Text passage -
--
Prometheus is a free software ecosystem for monitoring and alerting, with focus on reliability and semplicity. See also prometheus overview and prometheus FAQ.
There's a few interesting features that are missing from what we have now, among others:
- multi-dimensional data model
- Metrics have a name and several key=value pairs to better model what the metric is about. e.g. to measure varnish requests in the upload cache in eqiad we'd have a metric like http_requests_total{cache="upload",site="eqiad"}.
- a powerful query language
- Makes it able to ask complex questions, e.g. when debugging problems or drilling down for root cause during outages. From the example above, the query topk(3, sum(http_requests_total{status~="^5"}) by (cache)) would return the top 3 caches (text/upload/misc) with the most errors (status matches the regexp "^5")
- pull metrics from targets
- Prometheus is primarily based on a pull model, in which the prometheus server has a list of targets it should scrape metrics from. The pull protocol is HTTP based and simply put, the target returns a list of "<metric> <value>". Pushing metrics is supported too, see also http://prometheus.io/docs/instrumenting/pushing/.
After the Prometheus POC (as per User:Filippo_Giunchedi/Prometheus_POC) has been running in Labs for some time, during FQ1 2016-2017 we'll be extending Prometheus deployment to production, as outlined in the Technical Operations goals .
Architecture
Each prometheus server is configured to scrape a list of targets (i.e. HTTP endpoints) at a certain frequency, in our case starting at 60s. All metrics are stored on the local disk with a per-server retention period (minimum of 4 months for the initial goal).
All targets to be scraped are grouped into jobs, depending on the purpose that those targets serve. For example the job to scrape all host-level data for a given location using node-exporter will be called node and each target will be listed as hostname:9100. Similarly there could be jobs for varnish, mysql, etc.
Each prometheus server is meant to be stand-alone and polling targets in the same failure domain as the server itself as appropriate (e.g. the same datacenter, the same vlan and so on). For example this allows to keep the monitoring local to the datacenter and not have spotty metrics upon cross-datacenter connectivity blips. (See also Federation)
Exporters
The endpoint being polled by the prometheus server and answering the GET requests is typically called exporter, e.g. the host-level metrics exporter is node-exporter.
Each exporter serves the current snapshot of metrics when polled by the prometheus server, there is no metric history kept by the exporter itself. Further, the exporter usually runs on the same host as the service or host it is monitoring.
Storage
Why just stand-alone prometheus servers with local storage and not clustered storage? The idea behind a single prometheus server is one of reliability: a monitoring system must be more reliabile than the systems it is monitoring. It is certainly easier to get local storage right and reliable than clustered storage, especially important when collecting operational metrics.
See also prometheus storage documentation for a more in-depth explanation and storage space requirements.
High availability
With local storage being the basic building block we can still achieve high-availability by running more than one server in parallel, each configured the same and polling the same set of targets. Queries for data can be routed via LVS in an active/standby fashion.
Backups
For efficiency reasons, prometheus spools chunks of datapoints in memory for each metric before flushing them to disk. This makes it harder to perform backups online by simply copying the files on disk. The issue of having consistent backups is also discussed in prometheus #651.
--
Pointing items -
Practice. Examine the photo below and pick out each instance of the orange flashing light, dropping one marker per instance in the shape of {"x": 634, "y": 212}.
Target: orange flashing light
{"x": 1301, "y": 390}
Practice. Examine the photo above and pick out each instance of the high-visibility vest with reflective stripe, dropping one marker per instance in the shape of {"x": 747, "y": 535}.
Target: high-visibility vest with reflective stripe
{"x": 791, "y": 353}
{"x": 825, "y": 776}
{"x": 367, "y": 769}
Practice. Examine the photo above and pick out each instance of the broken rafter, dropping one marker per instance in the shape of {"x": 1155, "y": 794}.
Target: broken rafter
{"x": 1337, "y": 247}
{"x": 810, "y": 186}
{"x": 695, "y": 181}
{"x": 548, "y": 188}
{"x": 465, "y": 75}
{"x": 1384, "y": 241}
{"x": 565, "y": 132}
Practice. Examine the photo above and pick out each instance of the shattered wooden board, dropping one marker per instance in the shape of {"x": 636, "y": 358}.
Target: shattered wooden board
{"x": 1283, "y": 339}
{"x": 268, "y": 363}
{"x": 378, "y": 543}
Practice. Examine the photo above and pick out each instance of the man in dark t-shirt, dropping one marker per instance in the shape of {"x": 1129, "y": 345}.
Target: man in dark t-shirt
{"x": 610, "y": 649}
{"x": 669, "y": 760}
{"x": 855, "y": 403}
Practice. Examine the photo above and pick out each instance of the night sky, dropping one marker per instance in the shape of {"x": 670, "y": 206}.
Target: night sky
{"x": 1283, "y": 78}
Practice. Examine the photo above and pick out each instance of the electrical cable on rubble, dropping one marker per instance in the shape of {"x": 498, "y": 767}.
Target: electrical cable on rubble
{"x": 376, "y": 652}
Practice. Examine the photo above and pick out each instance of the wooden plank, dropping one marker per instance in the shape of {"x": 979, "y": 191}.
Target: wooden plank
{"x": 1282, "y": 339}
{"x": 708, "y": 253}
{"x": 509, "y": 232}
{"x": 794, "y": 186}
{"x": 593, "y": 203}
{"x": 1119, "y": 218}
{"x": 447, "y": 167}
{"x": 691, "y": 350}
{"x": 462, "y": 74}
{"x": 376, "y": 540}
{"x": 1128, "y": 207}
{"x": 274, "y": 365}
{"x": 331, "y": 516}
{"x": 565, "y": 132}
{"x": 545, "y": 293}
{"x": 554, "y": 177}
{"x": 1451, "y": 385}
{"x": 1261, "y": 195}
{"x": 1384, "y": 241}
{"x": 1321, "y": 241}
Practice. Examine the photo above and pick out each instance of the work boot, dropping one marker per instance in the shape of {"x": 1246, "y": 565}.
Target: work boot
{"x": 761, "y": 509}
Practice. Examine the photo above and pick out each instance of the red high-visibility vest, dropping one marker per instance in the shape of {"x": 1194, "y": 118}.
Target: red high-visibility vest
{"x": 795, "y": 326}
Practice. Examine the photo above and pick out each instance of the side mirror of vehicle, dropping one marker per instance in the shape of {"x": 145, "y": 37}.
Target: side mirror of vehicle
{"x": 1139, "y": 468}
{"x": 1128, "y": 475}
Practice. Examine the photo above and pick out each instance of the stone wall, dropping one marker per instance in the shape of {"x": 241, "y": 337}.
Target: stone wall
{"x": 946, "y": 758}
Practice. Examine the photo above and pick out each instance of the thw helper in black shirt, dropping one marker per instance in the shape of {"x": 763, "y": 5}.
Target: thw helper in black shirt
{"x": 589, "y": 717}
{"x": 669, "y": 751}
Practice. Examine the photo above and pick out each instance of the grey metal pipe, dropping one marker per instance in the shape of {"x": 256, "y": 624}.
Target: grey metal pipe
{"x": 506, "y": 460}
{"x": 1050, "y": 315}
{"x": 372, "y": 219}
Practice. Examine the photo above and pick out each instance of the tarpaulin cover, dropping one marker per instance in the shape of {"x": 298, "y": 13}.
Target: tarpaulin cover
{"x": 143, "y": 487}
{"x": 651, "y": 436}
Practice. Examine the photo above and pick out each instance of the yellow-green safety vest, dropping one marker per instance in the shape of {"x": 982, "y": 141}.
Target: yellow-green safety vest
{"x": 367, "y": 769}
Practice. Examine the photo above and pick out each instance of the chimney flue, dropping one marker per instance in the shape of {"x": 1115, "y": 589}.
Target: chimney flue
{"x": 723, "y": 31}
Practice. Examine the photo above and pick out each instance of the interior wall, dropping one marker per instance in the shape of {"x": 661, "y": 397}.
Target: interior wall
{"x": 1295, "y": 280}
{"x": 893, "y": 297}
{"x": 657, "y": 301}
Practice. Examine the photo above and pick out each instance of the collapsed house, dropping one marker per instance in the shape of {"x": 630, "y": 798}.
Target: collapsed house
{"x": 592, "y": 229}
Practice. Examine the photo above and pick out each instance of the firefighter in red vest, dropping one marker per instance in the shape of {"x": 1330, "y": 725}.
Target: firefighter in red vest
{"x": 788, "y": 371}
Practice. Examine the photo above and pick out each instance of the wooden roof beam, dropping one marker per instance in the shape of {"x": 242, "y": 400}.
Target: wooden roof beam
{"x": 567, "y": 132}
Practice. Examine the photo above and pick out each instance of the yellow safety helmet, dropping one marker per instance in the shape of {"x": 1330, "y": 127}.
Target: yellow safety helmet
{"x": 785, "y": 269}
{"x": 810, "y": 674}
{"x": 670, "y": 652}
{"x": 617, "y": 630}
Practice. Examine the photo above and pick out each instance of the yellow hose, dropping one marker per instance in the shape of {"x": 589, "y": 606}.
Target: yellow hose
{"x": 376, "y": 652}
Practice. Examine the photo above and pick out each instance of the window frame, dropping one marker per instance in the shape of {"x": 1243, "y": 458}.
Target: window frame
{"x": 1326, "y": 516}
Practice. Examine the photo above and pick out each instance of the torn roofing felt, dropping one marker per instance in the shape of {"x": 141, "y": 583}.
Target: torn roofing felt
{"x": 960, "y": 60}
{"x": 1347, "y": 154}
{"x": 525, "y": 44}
--
To do -
[1] Answer these from the Prometheus passage:
(a) At what frequency does scraping start?
(b) In what form is each target of the node job listed?
(c) How can queries for data be routed when several servers run in parallel?
[2] Please rewrite the Prometheus passage from "After the Prometheus" to "the initial goal).", changing "production" to "staging".
The items have nothing to do with what is asked here.

Answers to each task -
[1]
(a) 60s
(b) hostname:9100
(c) Via LVS in an active/standby fashion

[2]
After the Prometheus POC (as per User:Filippo_Giunchedi/Prometheus_POC) has been running in Labs for some time, during FQ1 2016-2017 we'll be extending Prometheus deployment to staging, as outlined in the Technical Operations goals .
Architecture
Each prometheus server is configured to scrape a list of targets (i.e. HTTP endpoints) at a certain frequency, in our case starting at 60s. All metrics are stored on the local disk with a per-server retention period (minimum of 4 months for the initial goal).